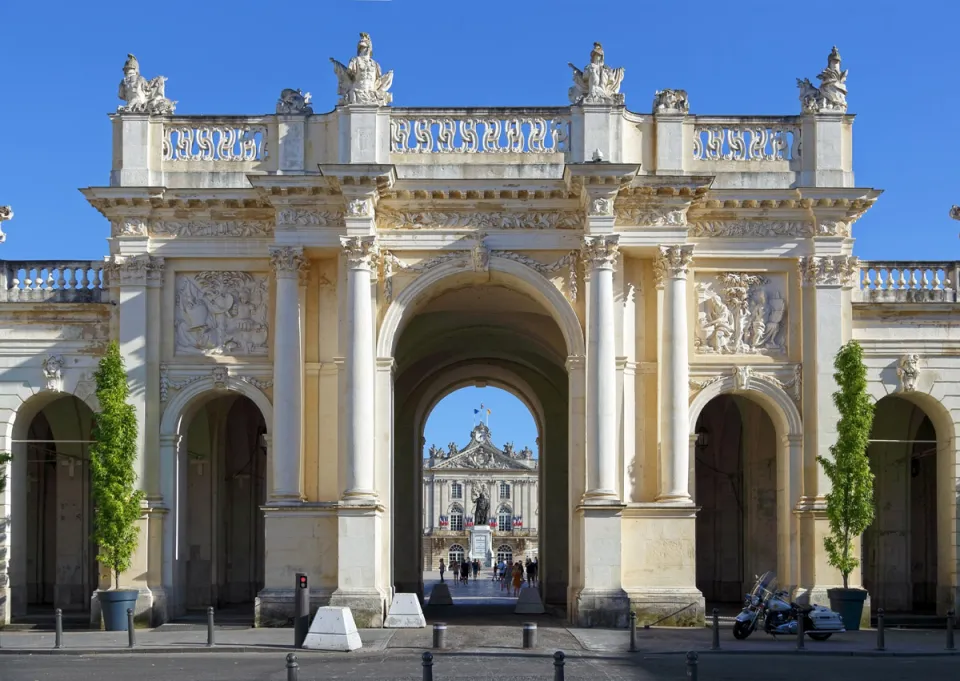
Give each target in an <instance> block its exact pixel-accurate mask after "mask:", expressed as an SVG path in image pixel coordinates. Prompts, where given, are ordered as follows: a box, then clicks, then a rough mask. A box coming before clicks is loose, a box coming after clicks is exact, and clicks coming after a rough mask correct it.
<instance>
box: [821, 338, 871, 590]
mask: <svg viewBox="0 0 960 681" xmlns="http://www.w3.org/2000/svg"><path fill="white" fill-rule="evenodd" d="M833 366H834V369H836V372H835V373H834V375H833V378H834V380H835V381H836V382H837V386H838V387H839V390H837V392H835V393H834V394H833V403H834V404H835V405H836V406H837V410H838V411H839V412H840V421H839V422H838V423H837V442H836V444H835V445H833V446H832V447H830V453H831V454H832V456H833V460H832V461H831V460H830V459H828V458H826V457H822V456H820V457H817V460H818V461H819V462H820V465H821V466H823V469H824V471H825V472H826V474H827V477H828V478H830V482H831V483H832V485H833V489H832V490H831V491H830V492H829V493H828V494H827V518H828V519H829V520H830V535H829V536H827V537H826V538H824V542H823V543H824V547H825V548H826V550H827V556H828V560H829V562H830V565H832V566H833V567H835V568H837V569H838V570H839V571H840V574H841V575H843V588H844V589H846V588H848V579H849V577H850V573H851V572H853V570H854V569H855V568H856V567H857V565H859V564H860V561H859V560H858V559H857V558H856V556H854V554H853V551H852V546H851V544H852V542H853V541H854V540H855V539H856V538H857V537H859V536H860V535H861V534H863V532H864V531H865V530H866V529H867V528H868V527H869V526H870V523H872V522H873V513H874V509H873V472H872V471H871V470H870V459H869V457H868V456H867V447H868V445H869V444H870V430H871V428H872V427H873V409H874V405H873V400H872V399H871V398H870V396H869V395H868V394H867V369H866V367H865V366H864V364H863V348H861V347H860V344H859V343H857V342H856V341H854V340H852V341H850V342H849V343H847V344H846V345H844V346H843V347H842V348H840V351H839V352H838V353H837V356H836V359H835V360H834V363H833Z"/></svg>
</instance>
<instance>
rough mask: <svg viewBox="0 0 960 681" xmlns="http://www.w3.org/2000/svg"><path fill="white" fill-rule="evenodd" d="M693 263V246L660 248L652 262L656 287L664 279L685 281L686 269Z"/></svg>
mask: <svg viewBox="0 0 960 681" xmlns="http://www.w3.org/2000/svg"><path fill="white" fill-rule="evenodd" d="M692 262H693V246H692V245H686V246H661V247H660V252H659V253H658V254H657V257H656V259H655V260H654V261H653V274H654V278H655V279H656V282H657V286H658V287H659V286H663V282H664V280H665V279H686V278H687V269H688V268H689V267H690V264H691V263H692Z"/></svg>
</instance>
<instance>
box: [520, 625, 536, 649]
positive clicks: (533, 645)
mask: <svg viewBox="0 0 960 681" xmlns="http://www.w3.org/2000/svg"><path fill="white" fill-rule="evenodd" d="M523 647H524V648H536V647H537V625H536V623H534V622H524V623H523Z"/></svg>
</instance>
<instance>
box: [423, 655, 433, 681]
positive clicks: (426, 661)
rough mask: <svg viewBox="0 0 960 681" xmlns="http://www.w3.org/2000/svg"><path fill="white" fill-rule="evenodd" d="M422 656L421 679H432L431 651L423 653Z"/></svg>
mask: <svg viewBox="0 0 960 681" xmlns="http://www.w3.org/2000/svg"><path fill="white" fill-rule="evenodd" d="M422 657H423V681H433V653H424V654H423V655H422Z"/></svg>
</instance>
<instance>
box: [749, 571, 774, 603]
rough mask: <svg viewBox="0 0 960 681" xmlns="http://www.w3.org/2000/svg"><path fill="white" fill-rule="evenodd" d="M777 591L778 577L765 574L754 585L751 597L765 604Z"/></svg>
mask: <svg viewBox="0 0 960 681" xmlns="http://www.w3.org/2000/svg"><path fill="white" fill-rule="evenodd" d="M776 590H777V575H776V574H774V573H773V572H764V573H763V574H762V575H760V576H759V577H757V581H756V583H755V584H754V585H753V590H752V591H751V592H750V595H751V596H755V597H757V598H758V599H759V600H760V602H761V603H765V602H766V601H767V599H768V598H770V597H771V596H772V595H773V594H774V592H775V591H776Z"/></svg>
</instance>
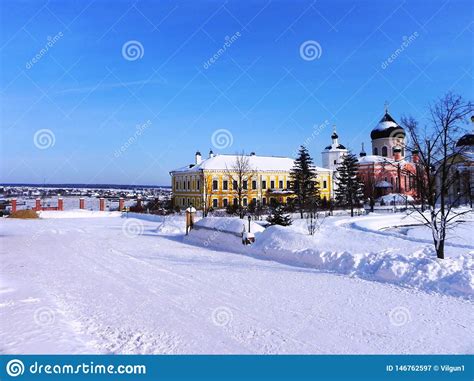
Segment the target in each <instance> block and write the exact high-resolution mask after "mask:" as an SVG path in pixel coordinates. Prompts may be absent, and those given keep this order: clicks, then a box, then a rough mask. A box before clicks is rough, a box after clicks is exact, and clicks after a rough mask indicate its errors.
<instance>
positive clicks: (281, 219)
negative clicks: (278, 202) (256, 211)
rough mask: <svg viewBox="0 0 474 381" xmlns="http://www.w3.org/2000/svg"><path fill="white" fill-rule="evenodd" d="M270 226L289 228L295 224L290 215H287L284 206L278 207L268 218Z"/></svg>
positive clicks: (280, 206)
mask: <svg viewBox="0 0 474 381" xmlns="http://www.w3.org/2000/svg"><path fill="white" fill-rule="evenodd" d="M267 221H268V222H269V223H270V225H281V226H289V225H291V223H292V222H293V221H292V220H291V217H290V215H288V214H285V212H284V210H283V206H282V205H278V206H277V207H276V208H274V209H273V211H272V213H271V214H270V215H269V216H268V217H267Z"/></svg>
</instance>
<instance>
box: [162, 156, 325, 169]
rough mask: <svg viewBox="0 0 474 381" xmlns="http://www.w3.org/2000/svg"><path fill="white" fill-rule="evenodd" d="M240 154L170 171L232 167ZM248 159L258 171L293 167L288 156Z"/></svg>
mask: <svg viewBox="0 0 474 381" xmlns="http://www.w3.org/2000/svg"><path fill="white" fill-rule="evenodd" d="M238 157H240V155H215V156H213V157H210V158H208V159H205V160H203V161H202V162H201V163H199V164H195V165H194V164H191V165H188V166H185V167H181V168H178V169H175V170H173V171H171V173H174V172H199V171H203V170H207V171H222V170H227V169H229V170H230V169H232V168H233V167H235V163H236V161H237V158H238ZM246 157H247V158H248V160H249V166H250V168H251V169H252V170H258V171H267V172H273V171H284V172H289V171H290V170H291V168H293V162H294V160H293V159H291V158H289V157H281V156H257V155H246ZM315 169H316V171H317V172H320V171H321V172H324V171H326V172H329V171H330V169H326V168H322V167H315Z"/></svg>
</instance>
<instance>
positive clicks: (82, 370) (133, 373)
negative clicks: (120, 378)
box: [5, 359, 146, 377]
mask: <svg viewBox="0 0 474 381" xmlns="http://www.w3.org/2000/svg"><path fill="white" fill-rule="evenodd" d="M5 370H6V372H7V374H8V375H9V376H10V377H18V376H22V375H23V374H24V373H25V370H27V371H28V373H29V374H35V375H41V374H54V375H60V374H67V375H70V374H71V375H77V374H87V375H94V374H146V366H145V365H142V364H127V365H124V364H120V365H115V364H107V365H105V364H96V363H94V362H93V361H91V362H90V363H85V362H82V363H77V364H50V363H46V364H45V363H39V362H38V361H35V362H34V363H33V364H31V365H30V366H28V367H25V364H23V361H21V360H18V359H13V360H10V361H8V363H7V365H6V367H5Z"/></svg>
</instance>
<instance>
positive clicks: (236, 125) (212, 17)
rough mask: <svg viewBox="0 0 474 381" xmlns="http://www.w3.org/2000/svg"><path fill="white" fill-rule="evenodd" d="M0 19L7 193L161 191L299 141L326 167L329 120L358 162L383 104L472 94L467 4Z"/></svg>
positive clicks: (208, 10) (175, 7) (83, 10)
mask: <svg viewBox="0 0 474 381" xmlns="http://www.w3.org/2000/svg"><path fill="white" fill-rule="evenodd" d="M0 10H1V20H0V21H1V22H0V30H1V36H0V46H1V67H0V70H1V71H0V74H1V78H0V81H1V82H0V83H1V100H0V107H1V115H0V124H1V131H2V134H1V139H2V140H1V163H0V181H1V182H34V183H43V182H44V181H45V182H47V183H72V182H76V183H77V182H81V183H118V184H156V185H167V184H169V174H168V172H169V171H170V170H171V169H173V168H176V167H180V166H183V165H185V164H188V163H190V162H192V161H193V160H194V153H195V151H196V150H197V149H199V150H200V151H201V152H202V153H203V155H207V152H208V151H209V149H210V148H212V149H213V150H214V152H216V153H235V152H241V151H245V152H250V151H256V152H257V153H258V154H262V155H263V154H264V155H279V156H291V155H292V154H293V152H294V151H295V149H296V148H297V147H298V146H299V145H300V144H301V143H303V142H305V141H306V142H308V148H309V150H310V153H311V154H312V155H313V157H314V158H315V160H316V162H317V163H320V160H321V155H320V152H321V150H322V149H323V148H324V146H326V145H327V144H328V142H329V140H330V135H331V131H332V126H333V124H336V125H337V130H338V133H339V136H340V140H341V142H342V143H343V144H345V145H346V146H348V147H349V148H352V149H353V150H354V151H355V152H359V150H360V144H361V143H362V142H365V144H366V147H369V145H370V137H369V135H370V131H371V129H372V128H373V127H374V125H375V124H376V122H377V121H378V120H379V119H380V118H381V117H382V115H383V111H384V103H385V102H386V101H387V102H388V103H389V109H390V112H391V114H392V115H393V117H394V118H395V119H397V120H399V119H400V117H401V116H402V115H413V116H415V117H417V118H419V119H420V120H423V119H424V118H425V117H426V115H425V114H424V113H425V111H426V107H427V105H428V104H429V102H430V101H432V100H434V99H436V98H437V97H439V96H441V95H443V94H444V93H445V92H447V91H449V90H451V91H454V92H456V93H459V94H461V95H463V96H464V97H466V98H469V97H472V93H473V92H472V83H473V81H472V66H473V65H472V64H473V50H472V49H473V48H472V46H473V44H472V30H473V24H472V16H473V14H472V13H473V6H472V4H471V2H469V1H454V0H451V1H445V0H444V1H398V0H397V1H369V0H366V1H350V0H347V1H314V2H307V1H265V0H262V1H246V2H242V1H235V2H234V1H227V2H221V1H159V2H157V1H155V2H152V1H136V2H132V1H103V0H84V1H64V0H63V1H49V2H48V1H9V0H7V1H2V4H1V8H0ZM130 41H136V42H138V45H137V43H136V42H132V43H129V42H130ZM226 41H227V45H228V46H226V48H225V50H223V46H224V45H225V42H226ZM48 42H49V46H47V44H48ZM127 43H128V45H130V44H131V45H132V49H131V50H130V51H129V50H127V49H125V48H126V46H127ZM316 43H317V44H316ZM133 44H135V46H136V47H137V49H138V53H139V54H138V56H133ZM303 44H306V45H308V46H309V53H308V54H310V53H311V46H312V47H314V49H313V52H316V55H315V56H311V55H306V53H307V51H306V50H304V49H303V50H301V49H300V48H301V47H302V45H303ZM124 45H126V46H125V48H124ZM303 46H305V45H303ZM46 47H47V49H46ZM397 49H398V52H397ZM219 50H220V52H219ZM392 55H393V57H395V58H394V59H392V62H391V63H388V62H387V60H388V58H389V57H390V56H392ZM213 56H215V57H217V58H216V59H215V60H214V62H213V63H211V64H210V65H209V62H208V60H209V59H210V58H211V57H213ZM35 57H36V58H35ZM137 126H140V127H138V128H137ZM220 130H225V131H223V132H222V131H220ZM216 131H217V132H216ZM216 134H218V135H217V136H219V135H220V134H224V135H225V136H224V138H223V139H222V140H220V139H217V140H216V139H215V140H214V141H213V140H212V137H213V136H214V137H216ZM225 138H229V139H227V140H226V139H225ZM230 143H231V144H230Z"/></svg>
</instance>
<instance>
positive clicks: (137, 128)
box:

## WHAT NEEDS TO BE DONE:
Starting at the beginning of the entries and stopping after the line that contains "box: [821, 338, 871, 590]", rewrite those lines with "pixel-accurate" changed to "precise" and nothing else altered. Leave the pictures out.

## RESULT:
Give each target in an <instance> block its exact precise mask after "mask:", expressed as an SVG path in image pixel coordinates. Prompts, where given, are ordered as follows: a box, then clicks, then a rough mask. A box coming before clicks is loose, a box coming after clicks is exact, and clicks coming after a rough mask correct it.
<instance>
box: [821, 338, 871, 590]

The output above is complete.